Parts of the exercise |
A. Turn the paragraph of the surrogacy article that begins "In gestational surrogacy" into a short bulleted list that keeps its main facts.
B. Resume the surrogacy article after its final sentence and write what follows next.

What to Consider When Searching for a Surrogate
Surrogacy is a complex process that involves several critical decisions. Paying attention to key details will help you make the best choice about this special person who will help you complete your journey to becoming a parent.
Why choose surrogacy?
There are several reasons why people choose to have a baby through a surrogate or gestational carrier. Women may opt for surrogacy if they have no ovaries or uterus, or cannot carry a pregnancy to term because of their age or health concerns. Same-sex couples or singles may also choose surrogacy to grow their families.
Between 1999 and 2013, about 2 percent (30,927) of all assisted reproductive technology (ART) cycles used a gestational carrier, according to the Centers for Disease Control and Prevention. Although newer information has yet to be released, it's possible the use of gestational carriers will continue to increase as family structures diversify and the average age of parenthood increases.
What is surrogacy?
There are two types of surrogacy: traditional surrogacy and gestational surrogacy. In traditional surrogacy, a surrogate is artificially inseminated with the sperm of the intended father or a donor. As a result, the surrogate's egg is fertilized, providing a genetic link to the child.
In gestational surrogacy, the surrogate is not genetically related to the baby. The baby is conceived using in vitro fertilization (IVF) with the egg and sperm of the parents or donors. The embryo is transferred into the surrogate, who then carries out the pregnancy and gives birth to the baby. Gestational surrogacy is more common than traditional surrogacy in the United States.
Where can you find a surrogate?
Choosing a surrogate and developing a pregnancy plan can be challenging financially, logistically and emotionally. That's why many prospective parents work with an agency to get professional guidance throughout the process and utilize the agency's resources to find a surrogate to fit their needs.
To help parents find the right match, agencies handle all aspects of vetting a prospective surrogate, from medical screenings to background checks. The agency also acts as a mediator to coordinate payment and medical care so parents and surrogates can focus on building a positive relationship.

Extracted entries |
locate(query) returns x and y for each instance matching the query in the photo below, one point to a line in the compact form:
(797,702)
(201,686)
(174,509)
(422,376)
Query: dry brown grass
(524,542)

* * *

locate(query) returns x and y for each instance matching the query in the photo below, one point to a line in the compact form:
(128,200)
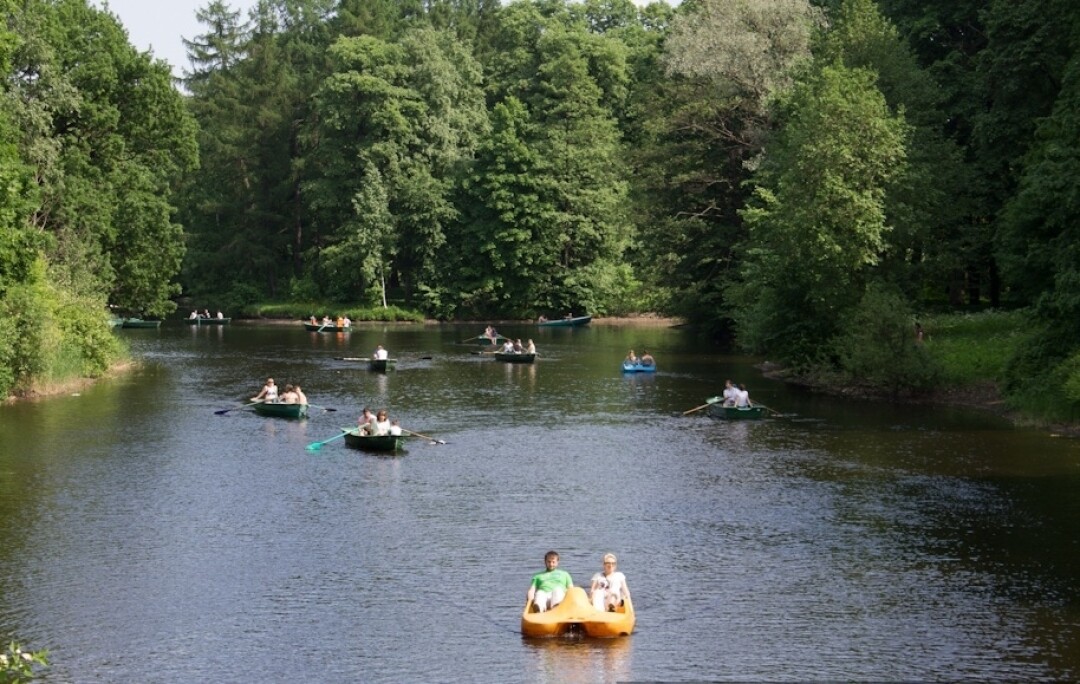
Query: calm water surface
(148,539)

Your written answers |
A.
- The surrogate has no genetic relation to the baby.
- The baby is conceived through IVF with the egg and sperm of the parents or donors.
- The embryo is transferred into the surrogate, who carries the pregnancy and gives birth.
- In the United States, this type is more common than traditional surrogacy.

B.
Individuals who don't use an agency may find surrogates through online listings, social media, fertility clinics or surrogacy attorneys. A surrogacy clinic can conduct screenings, but the parents are left to arrange payments, produce contract agreements and collaborate on a pregnancy plan directly with the gestational carrier. Avoid potential scams by seeking legal advice from a lawyer who specializes in reproductive rights. They can help you set parameters that protect both parties in the surrogacy arrangement.
What to look for in a surrogate
Whether you use an agency or not, the surrogate you select will become an integral part of your family plan. To ensure that pregnancy is possible, the prospective parent(s) must consider the surrogate's health status. Factors such as an unhealthy body mass index (BMI) or prior pregnancy complications can increase the risk of further issues.
Lifestyle is another essential component of fertility. Some parents prefer a surrogate who eats a certain way, such as vegan or organic, and may be willing to cover food costs. Since some states prohibit traditional surrogacy, location is another crucial consideration. Depending on how engaged the parents want to be with medical appointments during pregnancy milestones, finding a surrogate nearby might be a priority.
Choosing to use a surrogate can be overwhelming, but expanding your family through the use of a third party can be a great option.